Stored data
^^^^^^^^^^^^^^^^
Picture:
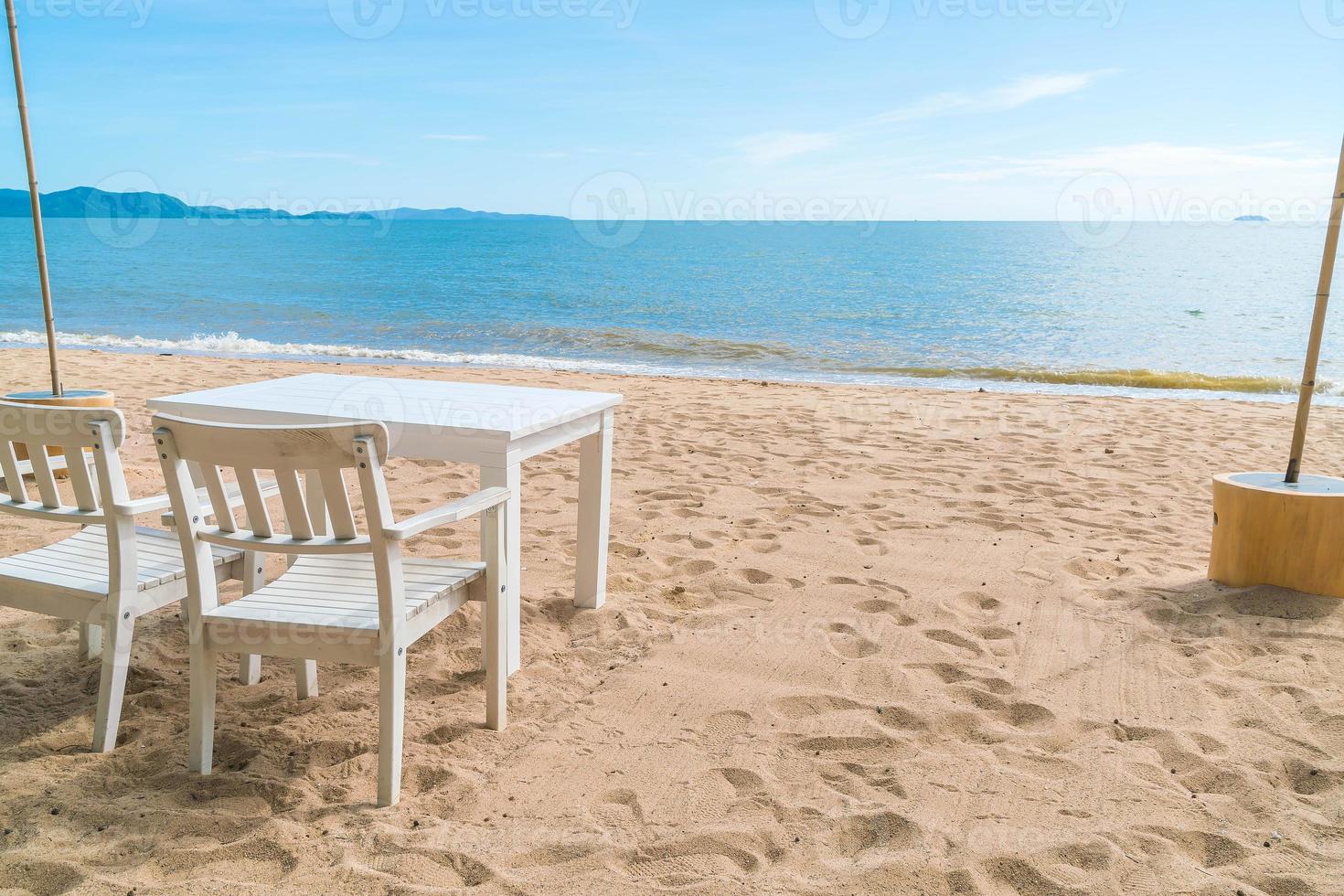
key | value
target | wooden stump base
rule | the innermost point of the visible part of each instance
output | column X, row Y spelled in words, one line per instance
column 1269, row 532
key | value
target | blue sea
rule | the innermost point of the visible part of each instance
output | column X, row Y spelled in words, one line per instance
column 1169, row 309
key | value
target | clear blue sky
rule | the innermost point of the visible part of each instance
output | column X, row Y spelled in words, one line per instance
column 955, row 109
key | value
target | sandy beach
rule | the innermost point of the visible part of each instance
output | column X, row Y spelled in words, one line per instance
column 857, row 641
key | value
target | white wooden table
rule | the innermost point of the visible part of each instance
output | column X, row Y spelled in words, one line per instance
column 495, row 427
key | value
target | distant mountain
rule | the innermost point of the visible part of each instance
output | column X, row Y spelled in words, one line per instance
column 89, row 202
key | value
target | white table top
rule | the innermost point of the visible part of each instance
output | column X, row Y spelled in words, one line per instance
column 504, row 411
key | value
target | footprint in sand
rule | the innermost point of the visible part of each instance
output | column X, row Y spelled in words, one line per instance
column 847, row 643
column 682, row 863
column 723, row 729
column 880, row 606
column 882, row 830
column 955, row 640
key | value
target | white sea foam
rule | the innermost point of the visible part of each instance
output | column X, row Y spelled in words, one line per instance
column 231, row 344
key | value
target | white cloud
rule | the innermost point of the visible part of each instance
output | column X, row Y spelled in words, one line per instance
column 1138, row 160
column 276, row 155
column 774, row 146
column 1011, row 96
column 765, row 149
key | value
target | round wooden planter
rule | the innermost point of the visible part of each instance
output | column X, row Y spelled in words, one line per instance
column 1270, row 532
column 71, row 398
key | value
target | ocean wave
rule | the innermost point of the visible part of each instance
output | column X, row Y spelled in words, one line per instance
column 230, row 343
column 689, row 357
column 1118, row 379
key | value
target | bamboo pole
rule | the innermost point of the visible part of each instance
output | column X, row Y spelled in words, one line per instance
column 37, row 200
column 1313, row 347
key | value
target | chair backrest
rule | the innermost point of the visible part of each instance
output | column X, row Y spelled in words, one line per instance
column 322, row 454
column 73, row 430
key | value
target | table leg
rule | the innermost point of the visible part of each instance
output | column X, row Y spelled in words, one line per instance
column 594, row 515
column 509, row 477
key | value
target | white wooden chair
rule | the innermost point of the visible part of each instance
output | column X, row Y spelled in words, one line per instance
column 347, row 597
column 111, row 572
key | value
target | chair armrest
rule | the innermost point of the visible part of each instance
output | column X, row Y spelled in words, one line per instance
column 269, row 489
column 449, row 513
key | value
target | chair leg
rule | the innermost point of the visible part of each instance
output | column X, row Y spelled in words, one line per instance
column 205, row 669
column 254, row 577
column 391, row 710
column 496, row 663
column 249, row 669
column 112, row 683
column 305, row 678
column 91, row 641
column 495, row 633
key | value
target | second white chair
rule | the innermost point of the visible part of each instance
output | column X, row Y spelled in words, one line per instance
column 347, row 597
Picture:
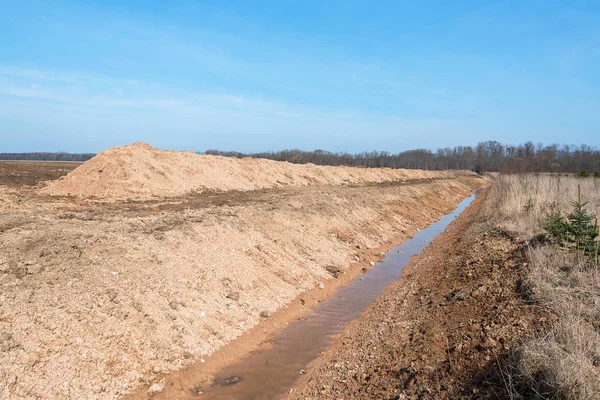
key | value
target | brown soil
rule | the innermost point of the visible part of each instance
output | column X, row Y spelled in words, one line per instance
column 441, row 331
column 99, row 298
column 31, row 173
column 140, row 171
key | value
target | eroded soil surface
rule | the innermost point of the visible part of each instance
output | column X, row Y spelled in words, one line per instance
column 441, row 331
column 30, row 173
column 98, row 299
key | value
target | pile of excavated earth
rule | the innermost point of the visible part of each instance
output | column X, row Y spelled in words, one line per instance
column 100, row 298
column 140, row 171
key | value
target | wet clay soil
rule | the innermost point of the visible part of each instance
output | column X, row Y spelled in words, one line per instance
column 444, row 330
column 270, row 371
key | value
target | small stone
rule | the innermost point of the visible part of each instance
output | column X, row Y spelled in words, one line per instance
column 34, row 269
column 156, row 388
column 333, row 270
column 235, row 296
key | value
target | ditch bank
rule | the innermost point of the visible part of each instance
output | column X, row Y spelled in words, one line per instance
column 98, row 300
column 443, row 330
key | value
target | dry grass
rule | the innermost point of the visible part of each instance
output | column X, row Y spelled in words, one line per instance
column 564, row 363
column 508, row 202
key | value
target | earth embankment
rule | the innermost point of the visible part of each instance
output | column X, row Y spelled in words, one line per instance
column 98, row 298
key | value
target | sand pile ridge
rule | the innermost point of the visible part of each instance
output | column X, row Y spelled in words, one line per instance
column 140, row 171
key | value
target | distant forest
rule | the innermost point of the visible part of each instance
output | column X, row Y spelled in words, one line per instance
column 62, row 156
column 486, row 156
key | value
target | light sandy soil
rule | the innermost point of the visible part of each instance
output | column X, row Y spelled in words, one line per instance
column 98, row 298
column 139, row 171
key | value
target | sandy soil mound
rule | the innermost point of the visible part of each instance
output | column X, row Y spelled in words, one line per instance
column 139, row 171
column 99, row 299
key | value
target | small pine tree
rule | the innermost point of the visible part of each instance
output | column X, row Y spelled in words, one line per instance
column 582, row 227
column 579, row 230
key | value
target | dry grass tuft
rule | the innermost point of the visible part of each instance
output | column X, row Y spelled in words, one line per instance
column 564, row 363
column 521, row 203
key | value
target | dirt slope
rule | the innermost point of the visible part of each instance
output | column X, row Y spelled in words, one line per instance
column 439, row 332
column 140, row 171
column 99, row 298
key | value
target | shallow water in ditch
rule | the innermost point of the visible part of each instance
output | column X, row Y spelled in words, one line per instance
column 271, row 372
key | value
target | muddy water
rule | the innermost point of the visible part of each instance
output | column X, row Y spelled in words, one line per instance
column 270, row 372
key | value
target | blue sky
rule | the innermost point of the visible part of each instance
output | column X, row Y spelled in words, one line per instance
column 83, row 75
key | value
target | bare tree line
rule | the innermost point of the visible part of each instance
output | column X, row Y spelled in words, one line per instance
column 486, row 156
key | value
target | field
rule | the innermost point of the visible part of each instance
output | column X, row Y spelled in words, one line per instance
column 110, row 289
column 103, row 295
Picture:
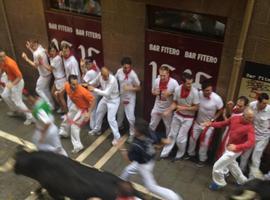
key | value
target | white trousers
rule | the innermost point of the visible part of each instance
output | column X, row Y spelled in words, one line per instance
column 197, row 129
column 156, row 116
column 110, row 107
column 13, row 98
column 127, row 110
column 146, row 172
column 257, row 153
column 93, row 118
column 227, row 160
column 43, row 89
column 52, row 141
column 179, row 134
column 4, row 80
column 71, row 124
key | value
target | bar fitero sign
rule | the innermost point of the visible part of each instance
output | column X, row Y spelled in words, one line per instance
column 81, row 33
column 180, row 53
column 255, row 80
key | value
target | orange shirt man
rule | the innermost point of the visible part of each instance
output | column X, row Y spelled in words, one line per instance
column 79, row 112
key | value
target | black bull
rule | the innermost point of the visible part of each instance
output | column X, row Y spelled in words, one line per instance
column 261, row 189
column 62, row 176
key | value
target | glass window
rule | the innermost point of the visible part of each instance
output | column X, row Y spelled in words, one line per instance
column 186, row 22
column 89, row 7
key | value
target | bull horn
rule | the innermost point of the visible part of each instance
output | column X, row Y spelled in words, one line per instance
column 246, row 195
column 8, row 166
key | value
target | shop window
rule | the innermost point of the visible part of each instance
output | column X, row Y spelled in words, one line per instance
column 172, row 20
column 87, row 7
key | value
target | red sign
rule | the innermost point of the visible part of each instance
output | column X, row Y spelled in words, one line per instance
column 84, row 35
column 180, row 53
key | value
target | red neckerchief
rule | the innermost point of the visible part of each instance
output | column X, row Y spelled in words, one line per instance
column 67, row 57
column 209, row 97
column 184, row 92
column 127, row 73
column 163, row 84
column 94, row 67
column 235, row 111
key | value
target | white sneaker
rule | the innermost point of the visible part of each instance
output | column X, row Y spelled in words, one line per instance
column 59, row 111
column 94, row 132
column 115, row 142
column 63, row 134
column 130, row 139
column 12, row 113
column 77, row 150
column 27, row 122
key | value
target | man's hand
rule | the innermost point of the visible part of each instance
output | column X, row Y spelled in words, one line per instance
column 166, row 113
column 206, row 124
column 156, row 91
column 28, row 45
column 181, row 108
column 166, row 94
column 231, row 147
column 127, row 87
column 9, row 85
column 82, row 62
column 230, row 104
column 86, row 116
column 91, row 88
column 24, row 56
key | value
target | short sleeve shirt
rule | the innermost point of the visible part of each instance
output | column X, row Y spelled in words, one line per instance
column 192, row 99
column 132, row 79
column 40, row 53
column 162, row 102
column 208, row 107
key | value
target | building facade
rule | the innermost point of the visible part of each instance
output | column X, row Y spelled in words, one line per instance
column 209, row 37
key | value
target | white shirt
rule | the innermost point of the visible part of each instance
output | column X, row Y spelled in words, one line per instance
column 208, row 107
column 90, row 75
column 41, row 53
column 193, row 98
column 162, row 102
column 72, row 67
column 131, row 80
column 58, row 67
column 261, row 120
column 109, row 88
column 43, row 119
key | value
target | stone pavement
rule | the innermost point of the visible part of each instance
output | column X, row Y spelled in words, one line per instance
column 182, row 176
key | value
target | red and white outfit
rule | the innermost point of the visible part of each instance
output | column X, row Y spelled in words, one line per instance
column 109, row 103
column 58, row 72
column 262, row 135
column 242, row 135
column 43, row 82
column 182, row 120
column 127, row 98
column 207, row 110
column 225, row 135
column 71, row 67
column 162, row 103
column 90, row 75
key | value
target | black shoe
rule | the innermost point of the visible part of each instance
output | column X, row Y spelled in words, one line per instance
column 176, row 159
column 187, row 157
column 162, row 158
column 200, row 163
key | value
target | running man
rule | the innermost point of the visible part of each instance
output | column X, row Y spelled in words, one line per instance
column 12, row 94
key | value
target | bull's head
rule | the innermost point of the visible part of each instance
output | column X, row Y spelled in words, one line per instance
column 9, row 165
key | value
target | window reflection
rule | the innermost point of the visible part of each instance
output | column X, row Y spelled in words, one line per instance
column 187, row 22
column 91, row 7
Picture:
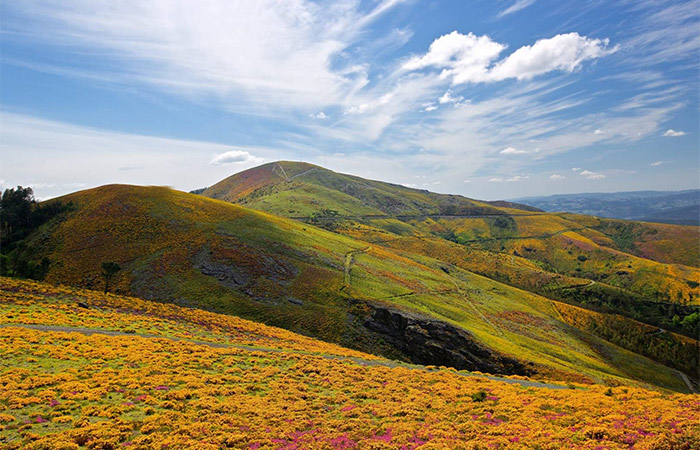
^^^^^^^^^^^^^^^^
Task prompt:
Rewrite the material from its start through the line containing "column 231, row 344", replacing "innermost" with "central" and changing nothing else. Leave the pictures out of your answer.

Written response:
Picture:
key | value
target | wooden stump base
rule | the central point of the visible part of each instance
output | column X, row Y spelled in words, one line per instance
column 1269, row 532
key | value
target | blue sea
rule | the central point of the visible part of each instance
output | column X, row Y spelled in words, one line per instance
column 1169, row 309
key | value
target | clear blue sky
rule | the central point of the visible part of each instance
output | column X, row Y spelled in words, one line per instance
column 955, row 109
key | value
target | sandy beach
rule | the central point of the visible part of each instance
output | column X, row Y spelled in words, one line per instance
column 857, row 641
key | value
target | white wooden table
rule | the central point of the visible part of each instance
output | column X, row Y spelled in words, one line per instance
column 495, row 427
key | value
target | distant mountain
rule | the central point of the visible part of each instance
output | column X, row Y spelled in words, one line per instance
column 89, row 202
key | value
target | white table top
rule | the central point of the visible part of each instance
output | column X, row Y spelled in words, one line per instance
column 504, row 411
key | value
target | footprint in sand
rule | the central point of the visible part of each instance
output | column X, row Y spelled in words, one line per instance
column 847, row 643
column 682, row 863
column 723, row 729
column 880, row 606
column 882, row 830
column 955, row 640
key | value
target | white sea foam
rule | the central point of the visible part of each instance
output | column X, row Y spelled in words, one line per instance
column 231, row 344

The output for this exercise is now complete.